### WHAT IS EXPECTED
Among the lines below, a stretch begins at the one with "Would you mind pinning the clear" and ends at the one with "Would you mind pinning the green". Repeat that stretch exactly, ends included.

---------- STUDY MATERIAL

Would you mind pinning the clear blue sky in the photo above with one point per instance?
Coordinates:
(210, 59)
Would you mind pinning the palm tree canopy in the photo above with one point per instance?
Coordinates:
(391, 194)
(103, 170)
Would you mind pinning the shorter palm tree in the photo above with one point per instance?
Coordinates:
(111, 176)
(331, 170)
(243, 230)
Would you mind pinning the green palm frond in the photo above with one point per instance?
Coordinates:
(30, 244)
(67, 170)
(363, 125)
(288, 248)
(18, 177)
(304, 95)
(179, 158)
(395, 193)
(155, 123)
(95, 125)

--------------------
---------- STUDY MATERIAL

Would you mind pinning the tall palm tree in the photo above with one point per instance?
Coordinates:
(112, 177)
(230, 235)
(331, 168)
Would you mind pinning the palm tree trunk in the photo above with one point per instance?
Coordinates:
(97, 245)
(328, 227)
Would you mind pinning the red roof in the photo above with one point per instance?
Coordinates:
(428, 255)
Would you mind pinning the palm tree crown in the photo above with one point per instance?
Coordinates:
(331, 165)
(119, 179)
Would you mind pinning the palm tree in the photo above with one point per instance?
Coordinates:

--------------------

### ANSWER FOR THIS EXERCISE
Would you mind pinning the clear blue sky in the photo above with one point per instance?
Coordinates:
(210, 59)
Would you mind pinning the palm tree canopy in the photo above with one point per instance?
Coordinates:
(391, 194)
(103, 170)
Would you mind pinning the shorter palm tree in the photo above with one point per instance?
Coordinates:
(111, 176)
(331, 170)
(243, 230)
Would you mind pinning the green palm frond in the photo above with one point per instance?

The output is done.